» Your instructions: Extract the lines from the line with "of the hiking" to the line with "103], [102, 98]]", both included, and copy them out unchanged.

[start of Input for this task]

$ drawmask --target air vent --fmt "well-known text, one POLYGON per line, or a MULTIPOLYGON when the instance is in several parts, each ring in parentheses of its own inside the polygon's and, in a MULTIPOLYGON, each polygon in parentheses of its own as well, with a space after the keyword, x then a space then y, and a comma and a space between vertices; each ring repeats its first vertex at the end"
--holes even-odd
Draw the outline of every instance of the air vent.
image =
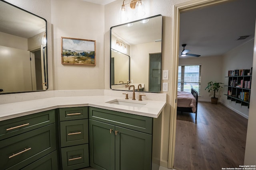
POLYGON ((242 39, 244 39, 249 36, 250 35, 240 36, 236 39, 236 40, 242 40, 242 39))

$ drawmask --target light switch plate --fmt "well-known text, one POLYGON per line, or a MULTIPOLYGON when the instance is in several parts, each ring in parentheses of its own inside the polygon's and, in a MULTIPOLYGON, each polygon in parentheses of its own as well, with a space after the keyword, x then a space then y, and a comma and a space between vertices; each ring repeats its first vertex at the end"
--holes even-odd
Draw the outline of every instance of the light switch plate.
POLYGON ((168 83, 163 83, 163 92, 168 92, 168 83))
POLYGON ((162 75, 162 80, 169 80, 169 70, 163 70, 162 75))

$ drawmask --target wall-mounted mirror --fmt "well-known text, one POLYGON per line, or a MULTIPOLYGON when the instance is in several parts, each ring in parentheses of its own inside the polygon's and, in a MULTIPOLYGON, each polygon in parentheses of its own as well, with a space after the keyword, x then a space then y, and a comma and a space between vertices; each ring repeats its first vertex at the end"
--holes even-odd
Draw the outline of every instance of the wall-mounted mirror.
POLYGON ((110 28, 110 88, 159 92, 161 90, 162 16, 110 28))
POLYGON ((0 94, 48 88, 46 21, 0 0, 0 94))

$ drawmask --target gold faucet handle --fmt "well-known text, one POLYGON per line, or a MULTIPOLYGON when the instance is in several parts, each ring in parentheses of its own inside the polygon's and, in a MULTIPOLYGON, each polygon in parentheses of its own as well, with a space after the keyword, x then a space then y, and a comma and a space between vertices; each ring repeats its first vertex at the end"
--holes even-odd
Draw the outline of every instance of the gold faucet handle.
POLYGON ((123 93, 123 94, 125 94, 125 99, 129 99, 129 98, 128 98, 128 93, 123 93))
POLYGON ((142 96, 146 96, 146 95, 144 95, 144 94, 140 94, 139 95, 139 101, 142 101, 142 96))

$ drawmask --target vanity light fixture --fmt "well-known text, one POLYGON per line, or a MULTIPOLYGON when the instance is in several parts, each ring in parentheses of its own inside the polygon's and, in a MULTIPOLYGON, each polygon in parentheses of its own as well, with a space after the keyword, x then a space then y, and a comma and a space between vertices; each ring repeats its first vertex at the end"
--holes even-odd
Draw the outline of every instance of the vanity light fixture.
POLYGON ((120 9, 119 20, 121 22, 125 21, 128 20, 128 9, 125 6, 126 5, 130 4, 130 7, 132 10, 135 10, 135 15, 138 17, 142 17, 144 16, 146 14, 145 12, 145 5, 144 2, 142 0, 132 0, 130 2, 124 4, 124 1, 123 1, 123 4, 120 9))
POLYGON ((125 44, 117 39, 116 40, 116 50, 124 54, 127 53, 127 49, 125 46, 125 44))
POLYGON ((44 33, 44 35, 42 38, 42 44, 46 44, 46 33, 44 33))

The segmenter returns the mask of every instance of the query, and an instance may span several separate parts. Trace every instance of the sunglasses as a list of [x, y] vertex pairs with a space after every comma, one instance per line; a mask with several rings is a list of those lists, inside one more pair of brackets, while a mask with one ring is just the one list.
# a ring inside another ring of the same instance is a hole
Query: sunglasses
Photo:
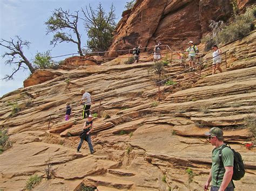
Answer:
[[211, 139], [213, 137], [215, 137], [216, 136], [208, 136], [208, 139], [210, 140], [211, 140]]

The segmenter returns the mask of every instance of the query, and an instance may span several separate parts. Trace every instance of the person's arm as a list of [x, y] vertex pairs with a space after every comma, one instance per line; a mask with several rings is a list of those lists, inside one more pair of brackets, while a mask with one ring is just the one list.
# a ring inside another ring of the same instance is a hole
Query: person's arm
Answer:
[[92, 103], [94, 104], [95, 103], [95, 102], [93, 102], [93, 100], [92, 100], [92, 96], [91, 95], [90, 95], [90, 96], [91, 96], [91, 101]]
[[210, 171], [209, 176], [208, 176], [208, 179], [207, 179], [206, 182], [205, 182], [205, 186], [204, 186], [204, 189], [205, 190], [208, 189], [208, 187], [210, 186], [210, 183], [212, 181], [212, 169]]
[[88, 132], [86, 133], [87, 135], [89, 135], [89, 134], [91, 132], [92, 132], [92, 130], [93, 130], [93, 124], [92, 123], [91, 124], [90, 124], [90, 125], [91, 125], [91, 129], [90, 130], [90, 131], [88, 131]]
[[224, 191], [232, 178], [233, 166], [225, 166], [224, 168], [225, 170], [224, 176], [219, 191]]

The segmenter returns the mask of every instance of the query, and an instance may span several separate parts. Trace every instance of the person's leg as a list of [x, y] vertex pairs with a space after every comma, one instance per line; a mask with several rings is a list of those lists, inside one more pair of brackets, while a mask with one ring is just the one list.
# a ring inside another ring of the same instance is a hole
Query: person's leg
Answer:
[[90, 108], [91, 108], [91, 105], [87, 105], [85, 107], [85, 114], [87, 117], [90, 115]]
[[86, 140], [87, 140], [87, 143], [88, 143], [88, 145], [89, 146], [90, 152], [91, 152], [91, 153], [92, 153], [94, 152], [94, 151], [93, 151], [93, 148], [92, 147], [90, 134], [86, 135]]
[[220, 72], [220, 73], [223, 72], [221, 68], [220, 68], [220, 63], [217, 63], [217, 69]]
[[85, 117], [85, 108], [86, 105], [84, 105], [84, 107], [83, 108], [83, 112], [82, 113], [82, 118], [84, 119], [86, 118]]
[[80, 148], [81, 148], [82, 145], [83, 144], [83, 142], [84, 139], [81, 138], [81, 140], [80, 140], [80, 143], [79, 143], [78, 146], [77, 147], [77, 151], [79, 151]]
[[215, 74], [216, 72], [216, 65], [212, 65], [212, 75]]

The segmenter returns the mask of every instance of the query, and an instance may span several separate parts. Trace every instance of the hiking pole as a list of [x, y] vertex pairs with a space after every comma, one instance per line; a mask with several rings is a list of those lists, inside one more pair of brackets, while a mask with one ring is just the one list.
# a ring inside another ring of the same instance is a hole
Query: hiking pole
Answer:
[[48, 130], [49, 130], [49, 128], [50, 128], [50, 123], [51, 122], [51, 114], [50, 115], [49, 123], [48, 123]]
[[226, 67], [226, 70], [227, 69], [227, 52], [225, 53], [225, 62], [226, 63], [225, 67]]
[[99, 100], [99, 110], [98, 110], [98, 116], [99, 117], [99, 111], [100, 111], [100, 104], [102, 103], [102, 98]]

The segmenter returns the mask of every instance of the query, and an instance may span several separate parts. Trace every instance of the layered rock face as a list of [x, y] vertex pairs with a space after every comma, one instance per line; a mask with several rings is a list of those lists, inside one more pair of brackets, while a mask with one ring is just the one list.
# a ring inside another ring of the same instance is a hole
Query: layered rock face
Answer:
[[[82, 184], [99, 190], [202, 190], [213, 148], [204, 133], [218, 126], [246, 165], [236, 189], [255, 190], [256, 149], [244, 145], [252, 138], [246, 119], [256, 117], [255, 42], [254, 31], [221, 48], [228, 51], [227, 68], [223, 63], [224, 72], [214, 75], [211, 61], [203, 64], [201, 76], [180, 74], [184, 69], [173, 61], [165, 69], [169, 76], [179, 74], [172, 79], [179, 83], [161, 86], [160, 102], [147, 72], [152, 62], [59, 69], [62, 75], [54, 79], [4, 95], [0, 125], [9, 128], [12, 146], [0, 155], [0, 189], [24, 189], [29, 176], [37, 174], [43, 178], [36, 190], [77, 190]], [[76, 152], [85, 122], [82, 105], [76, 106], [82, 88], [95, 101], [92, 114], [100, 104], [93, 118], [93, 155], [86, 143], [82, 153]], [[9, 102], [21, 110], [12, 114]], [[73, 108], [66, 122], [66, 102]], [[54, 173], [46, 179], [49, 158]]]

[end of Input for this task]

» The solution:
The segmenter returns the mask of every instance of the query, and an instance may span several separate parts. Trace every instance of the hiking pole as a list of [x, y] vertex pairs with a space after every comma, one instance per line; a mask with several rings is a list of those lists, inside one more pair of brackets, while a mask with one ring is just the one list.
# a ring inside another ring of the same instance is a hole
Query: hiking pole
Answer:
[[48, 130], [49, 130], [49, 128], [50, 128], [50, 123], [51, 122], [51, 114], [50, 115], [49, 123], [48, 123]]
[[226, 67], [226, 70], [227, 69], [227, 52], [225, 53], [225, 62], [226, 63], [225, 67]]
[[99, 100], [99, 110], [98, 110], [98, 116], [99, 117], [99, 111], [100, 111], [100, 104], [102, 103], [102, 98]]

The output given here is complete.